◆ TEKS BACAAN

Seperti yang diketahui, Jaksa Penuntut Umum (JPU) berencana menghadirkan 133 saksi dalam sidang dugaan korupsi e-KTP. KPK sendiri telah memeriksa sedikitnya 294 saksi untuk menindak lanjuti kasus ini.
Bagi Noorsy, banyaknya saksi bukanlah sebuah hal yang substansial karena yang terpenting adalah bukti yang mencukupi.
“Kalau memang subyek yang dijadikan terdakwanya sedikit, sebenarnya dengan alat bukti yang ada tidak perlu menambah saksi banyak-banyak. Yang penting subyeknya sudah jelas, obyeknya juga sudah jelas, alat buktinya cukup,” jelasnya.
Terlebih, modus operandi kasus e-KTP pun tidak jauh berbeda dengan kasus korupsi yang sudah terjadi sebelumnya, seperti Hambalang misalnya, yang bermotif penggelembungan dana. Kesamaan motif tersebut, lanjut Noorsy, seharusnya membuat KPK bisa mengambil pelajaran dari penanganan kasus Hambalang untuk menangani kasus ini.

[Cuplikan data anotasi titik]

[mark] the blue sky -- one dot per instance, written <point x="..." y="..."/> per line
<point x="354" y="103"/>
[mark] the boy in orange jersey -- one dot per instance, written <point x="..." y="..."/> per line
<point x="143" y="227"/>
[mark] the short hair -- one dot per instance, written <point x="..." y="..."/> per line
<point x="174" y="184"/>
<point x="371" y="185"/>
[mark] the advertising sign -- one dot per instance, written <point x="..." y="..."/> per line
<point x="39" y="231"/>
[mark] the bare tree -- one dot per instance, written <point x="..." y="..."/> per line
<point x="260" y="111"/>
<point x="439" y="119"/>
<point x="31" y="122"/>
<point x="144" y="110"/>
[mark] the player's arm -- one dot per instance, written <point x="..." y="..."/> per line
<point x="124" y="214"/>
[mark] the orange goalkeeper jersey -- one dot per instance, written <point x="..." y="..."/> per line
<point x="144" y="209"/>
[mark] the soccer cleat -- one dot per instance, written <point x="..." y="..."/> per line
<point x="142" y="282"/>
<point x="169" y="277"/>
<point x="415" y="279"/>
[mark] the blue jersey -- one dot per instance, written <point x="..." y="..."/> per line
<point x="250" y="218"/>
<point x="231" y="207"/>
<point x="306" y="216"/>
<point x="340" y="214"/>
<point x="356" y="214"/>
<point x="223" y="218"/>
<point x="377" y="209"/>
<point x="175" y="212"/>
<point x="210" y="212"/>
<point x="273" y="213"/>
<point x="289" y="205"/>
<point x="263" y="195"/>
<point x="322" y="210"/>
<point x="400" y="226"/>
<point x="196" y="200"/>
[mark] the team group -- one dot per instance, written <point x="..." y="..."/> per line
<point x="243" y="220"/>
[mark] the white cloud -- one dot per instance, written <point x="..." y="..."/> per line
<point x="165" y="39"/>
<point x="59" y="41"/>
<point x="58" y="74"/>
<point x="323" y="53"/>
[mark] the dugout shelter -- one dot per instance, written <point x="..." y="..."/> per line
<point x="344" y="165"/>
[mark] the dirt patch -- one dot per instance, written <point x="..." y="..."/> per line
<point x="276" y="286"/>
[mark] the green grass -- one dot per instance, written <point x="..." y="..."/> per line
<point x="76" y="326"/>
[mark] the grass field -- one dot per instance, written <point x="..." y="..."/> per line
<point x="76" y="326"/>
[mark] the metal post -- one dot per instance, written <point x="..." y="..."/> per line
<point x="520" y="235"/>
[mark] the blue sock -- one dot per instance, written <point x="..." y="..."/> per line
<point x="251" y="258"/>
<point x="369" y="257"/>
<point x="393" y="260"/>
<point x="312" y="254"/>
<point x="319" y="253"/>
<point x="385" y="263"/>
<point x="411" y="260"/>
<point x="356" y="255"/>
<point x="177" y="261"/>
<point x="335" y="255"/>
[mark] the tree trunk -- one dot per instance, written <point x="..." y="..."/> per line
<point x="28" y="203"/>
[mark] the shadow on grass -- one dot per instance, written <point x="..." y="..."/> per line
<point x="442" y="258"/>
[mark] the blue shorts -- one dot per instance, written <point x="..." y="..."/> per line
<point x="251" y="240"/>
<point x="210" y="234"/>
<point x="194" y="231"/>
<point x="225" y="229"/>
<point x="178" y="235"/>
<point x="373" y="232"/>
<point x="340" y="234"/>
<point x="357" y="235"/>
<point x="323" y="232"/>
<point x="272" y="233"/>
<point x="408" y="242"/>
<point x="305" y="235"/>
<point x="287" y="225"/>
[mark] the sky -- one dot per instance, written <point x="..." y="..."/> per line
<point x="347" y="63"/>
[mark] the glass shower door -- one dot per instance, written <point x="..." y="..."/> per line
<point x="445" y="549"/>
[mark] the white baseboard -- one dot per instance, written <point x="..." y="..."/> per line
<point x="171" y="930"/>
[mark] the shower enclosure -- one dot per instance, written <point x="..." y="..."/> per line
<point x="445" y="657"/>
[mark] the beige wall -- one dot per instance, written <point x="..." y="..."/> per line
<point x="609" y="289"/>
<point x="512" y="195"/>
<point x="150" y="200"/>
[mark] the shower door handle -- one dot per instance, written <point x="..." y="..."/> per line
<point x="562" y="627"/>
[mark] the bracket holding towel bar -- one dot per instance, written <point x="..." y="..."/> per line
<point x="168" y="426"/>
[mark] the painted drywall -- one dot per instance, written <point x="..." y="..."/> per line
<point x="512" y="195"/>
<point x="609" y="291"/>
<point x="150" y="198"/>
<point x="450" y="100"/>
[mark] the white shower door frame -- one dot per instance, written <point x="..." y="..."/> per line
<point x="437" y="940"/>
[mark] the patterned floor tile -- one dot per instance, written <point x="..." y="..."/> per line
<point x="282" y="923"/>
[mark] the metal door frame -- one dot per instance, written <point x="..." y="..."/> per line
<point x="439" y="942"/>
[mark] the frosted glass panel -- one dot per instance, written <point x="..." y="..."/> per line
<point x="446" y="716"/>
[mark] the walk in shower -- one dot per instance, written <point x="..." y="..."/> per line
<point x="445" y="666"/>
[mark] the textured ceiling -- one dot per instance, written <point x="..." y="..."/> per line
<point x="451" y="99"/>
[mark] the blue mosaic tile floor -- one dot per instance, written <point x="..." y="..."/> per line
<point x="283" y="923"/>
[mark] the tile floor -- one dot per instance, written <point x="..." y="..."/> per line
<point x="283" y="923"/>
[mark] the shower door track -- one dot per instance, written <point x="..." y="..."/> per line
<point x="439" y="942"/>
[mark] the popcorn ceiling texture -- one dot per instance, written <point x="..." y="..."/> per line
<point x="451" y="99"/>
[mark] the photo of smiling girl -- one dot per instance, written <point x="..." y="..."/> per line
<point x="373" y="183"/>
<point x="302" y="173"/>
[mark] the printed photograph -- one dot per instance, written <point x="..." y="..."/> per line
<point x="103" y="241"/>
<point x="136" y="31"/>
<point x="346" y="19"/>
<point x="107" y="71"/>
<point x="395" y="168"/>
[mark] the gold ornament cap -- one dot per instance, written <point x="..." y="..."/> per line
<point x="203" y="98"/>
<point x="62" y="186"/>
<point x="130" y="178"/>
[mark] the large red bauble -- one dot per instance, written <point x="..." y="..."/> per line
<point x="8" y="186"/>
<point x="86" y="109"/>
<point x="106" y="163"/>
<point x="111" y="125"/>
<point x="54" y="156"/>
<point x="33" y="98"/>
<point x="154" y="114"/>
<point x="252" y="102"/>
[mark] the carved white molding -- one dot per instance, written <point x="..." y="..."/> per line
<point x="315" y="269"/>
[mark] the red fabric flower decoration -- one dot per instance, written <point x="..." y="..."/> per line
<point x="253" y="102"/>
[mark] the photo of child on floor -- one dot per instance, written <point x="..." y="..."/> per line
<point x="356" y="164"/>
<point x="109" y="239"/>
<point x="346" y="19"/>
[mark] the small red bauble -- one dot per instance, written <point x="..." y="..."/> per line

◆ SOAL LATIHAN 1
Menurut teks tentang kasus e-KTP, berapa saksi yang rencananya dihadirkan Jaksa Penuntut Umum dalam sidang dugaan korupsi e-KTP?
◆ SOAL LATIHAN 2
Sunting bagian teks tentang kasus e-KTP antara "Seperti yang diketahui, Jaksa" dan "lanjuti kasus ini.", termasuk keduanya, dengan mengganti "sidang" menjadi "persidangan".

◆ PEMBAHASAN JAWABAN 1
133 saksi.

◆ PEMBAHASAN JAWABAN 2
Seperti yang diketahui, Jaksa Penuntut Umum (JPU) berencana menghadirkan 133 saksi dalam persidangan dugaan korupsi e-KTP. KPK sendiri telah memeriksa sedikitnya 294 saksi untuk menindak lanjuti kasus ini.